Exercise requirements: Repeat the records below exactly. Omit the pictures.
[Start of Attachment]
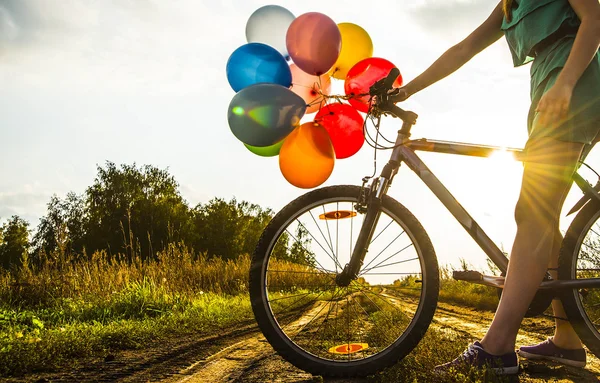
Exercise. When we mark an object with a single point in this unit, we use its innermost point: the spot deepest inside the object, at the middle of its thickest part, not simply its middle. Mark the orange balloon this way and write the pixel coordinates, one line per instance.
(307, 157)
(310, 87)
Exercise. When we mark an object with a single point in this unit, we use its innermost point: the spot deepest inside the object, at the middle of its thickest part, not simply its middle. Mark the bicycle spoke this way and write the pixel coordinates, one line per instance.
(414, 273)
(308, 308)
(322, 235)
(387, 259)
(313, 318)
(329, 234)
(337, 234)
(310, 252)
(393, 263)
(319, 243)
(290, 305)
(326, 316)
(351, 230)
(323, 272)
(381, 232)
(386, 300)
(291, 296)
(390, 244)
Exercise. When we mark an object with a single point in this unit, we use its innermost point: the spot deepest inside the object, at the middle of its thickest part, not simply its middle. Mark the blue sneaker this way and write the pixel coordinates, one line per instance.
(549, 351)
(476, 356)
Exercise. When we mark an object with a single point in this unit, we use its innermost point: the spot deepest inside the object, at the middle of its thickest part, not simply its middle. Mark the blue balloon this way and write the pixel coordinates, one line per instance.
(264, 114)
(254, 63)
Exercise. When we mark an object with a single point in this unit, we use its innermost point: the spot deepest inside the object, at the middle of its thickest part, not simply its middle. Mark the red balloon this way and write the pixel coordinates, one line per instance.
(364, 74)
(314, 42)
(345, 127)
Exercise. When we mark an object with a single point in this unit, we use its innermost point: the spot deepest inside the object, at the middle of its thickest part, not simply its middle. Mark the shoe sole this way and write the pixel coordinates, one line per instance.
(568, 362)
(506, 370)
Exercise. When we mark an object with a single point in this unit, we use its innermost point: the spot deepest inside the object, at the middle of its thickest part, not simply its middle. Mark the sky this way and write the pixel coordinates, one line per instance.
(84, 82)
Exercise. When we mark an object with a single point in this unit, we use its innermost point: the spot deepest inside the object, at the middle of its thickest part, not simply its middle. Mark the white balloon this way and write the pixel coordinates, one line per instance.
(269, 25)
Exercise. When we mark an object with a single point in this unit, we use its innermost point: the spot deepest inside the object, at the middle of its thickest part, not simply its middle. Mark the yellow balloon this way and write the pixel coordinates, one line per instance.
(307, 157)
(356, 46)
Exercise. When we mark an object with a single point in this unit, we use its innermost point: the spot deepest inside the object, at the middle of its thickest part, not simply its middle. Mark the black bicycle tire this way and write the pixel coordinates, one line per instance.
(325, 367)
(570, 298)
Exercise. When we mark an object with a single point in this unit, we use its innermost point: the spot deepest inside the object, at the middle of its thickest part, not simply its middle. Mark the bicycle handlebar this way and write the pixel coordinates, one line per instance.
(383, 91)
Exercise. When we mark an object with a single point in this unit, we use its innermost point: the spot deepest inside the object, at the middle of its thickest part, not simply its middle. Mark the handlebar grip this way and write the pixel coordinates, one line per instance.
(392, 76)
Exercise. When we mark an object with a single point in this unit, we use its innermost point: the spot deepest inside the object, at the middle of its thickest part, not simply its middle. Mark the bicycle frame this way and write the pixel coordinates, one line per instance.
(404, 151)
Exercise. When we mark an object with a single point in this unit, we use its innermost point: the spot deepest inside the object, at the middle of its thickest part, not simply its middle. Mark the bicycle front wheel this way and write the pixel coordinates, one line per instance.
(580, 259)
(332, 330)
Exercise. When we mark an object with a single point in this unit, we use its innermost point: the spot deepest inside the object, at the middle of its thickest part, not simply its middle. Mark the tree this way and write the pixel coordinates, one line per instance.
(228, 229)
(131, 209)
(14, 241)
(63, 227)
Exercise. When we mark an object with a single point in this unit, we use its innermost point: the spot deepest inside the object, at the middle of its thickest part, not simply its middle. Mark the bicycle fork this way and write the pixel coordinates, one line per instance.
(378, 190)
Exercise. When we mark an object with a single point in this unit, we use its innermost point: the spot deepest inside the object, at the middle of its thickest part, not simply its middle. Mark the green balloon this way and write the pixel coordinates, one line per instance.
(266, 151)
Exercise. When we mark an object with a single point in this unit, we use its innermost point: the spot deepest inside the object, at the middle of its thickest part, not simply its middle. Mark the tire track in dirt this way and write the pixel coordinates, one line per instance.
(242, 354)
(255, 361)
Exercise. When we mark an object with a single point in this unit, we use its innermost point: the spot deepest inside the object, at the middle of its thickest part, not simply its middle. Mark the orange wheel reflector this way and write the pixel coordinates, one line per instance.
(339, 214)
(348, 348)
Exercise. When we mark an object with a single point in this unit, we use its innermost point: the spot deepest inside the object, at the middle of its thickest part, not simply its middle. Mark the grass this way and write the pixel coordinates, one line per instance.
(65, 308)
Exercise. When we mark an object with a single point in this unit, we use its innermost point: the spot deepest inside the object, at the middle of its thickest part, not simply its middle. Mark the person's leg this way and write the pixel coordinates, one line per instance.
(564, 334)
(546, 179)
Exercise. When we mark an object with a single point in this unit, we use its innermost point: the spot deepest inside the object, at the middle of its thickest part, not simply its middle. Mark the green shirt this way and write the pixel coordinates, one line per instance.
[End of Attachment]
Task output:
Exercise. When we mark an object with a single point in this unit, we use its innermost point: the spot deepest inside the object, at the middle of its thickest part, not simply its middle. Mark the orange balloon this way and write the pixel coordinates, one line per instance.
(307, 157)
(310, 87)
Exercise. When we mark an object with a single point in this unit, we use its innermost point: the spot deepest inside the object, at the middle of its thickest part, not simply its middle. Mark the bicycle spoke this way and write the pixel coordinates, one line per instance.
(414, 273)
(308, 308)
(322, 235)
(387, 259)
(313, 318)
(329, 234)
(337, 234)
(310, 252)
(393, 263)
(319, 243)
(290, 305)
(326, 316)
(351, 230)
(323, 272)
(381, 232)
(386, 300)
(291, 296)
(390, 244)
Exercise. When we mark an object with a single point in this unit, we use its innermost point: the spot deepest inside the object, at the middle of its thickest part, not simply its middle. Mark the blue sneaker this way and write the pixel coordinates, one line per instance.
(549, 351)
(476, 356)
Exercise. When we mark an object with a single point in this unit, we use its innermost point: the spot deepest inside the object, at the middle of its thickest part, not simply its middle. Mark the blue balloon this way and write the pixel coordinates, one line per instance.
(264, 114)
(254, 63)
Exercise. When we mark an object with a single point in this unit, we use its innermost point: the spot deepest inside the object, at the middle of its thickest part, not simply its middle. Mark the red balloon this way and write the pixel coordinates, one line per instance.
(364, 74)
(314, 42)
(345, 127)
Exercise. When we mark an object with a single point in this unit, we use its innermost point: the spot deepest inside the object, at the middle of its thickest part, not simply its middle. Mark the shoe sole this way and write the pixel coordinates, one line per instance.
(568, 362)
(506, 370)
Exercise. When we mark an object with a single point in this unit, we use its innermost point: the spot deepest inside the object, at the middle of its thickest part, not simply its middle. Mark the sky this way and write the pixel coordinates, one line per instance.
(84, 82)
Exercise. When we mark an object with a single point in this unit, we use its innermost point: the spot deepest inside the object, at the middle of its thickest part, not simply its middle. Mark the white balloon this way and write the pixel coordinates, one line per instance.
(269, 25)
Exercise. When we mark an object with a single point in this unit, we use its innermost point: the spot deepest inside the object, at the middle of its thickest part, not simply its middle. Mark the yellow balloon this way and write the pixel coordinates, one line per instance.
(307, 157)
(356, 46)
Exercise. When we mark an object with a single point in this unit, we use its innermost point: the spot deepest inside the object, at the middle of its thickest part, not simply its middle. Mark the black bicycle tire this way and write the pixel coordinates, one line per instance.
(325, 367)
(570, 298)
Exercise. When we mark an object with a single point in this unit, we use its innermost point: the spot deepest inside the object, at the middle of its thickest part, not simply its middle. Mark the bicycle handlebar this way and write the pixel coordinates, one line per instance.
(383, 91)
Exercise. When we mark an object with a single point in this unit, we use its innermost point: the spot deepest inside the object, at the middle of its thickest part, not simply its middle. Mark the handlebar grip this way and write the pixel coordinates, one line per instance.
(392, 76)
Exercise. When we mark an object with a single point in this unit, we use its innermost point: the spot deepest inside the object, at the middle of its thickest part, not simply its middle. Mark the bicycle frame this way and write the pixel coordinates, one line per instance.
(404, 151)
Exercise. When we mark an object with a single point in this unit, we use its innermost point: the spot deepest inside the object, at the middle of its thickest part, not simply its middle. Mark the bicycle front wheel this way and write the pixel coordinates, one line per instance.
(580, 259)
(332, 330)
Exercise. When we mark an object with a single point in this unit, we use its innermost point: the spot deepest inside the object, at the middle of its thickest part, not simply its middle. Mark the tree this way and write the pixel coordinates, one line per instance.
(228, 229)
(131, 209)
(14, 241)
(63, 227)
Exercise. When we mark an object with a single point in this unit, we use its innermost point: the spot deepest inside the object, at the middle of its thickest part, not simply its middle. Mark the bicycle fork this way and write the pixel coordinates, one line per instance.
(378, 190)
Exercise. When we mark an object with a single point in this unit, we use its innermost point: the spot deepest inside the object, at the middle of its thickest part, not simply its middle. Mark the green balloon this way and write the pixel coordinates, one line per instance.
(266, 151)
Exercise. When we mark an object with a single point in this unit, we use its innermost point: the spot deepest inside the object, at the middle of its thickest part, not simply its middle. Mark the tire track in dirt this way and write the pixel coordinates, one line per instance.
(242, 354)
(255, 361)
Exercise. When we mark an object with a single point in this unit, we use its innermost point: the spot deepest inside the object, at the middle of its thickest part, not simply its middle. Mark the orange wheel reflector this way and write the pixel coordinates, one line per instance.
(339, 214)
(348, 348)
Exercise. When we mark an object with a single point in this unit, we use its innermost point: the spot deepest inside the object, at the middle of its thickest part, not simply its middle. Mark the grass this way and write the pixel coordinates, one line per instance.
(65, 308)
Exercise. When we mark an object with a single point in this unit, we use its innermost point: the spot deepest inside the object, at the middle of its thickest part, not simply its middle. Mark the person's leg this way and write the pixel coordinates, one line per instance.
(564, 334)
(546, 179)
Exercise. When we mark an object with a single point in this unit, we use its innermost point: the spot deepest inside the object, at the middle of its thickest part, not simply its middle. Mark the green shirt this way and write the pixel coordinates, one line per instance.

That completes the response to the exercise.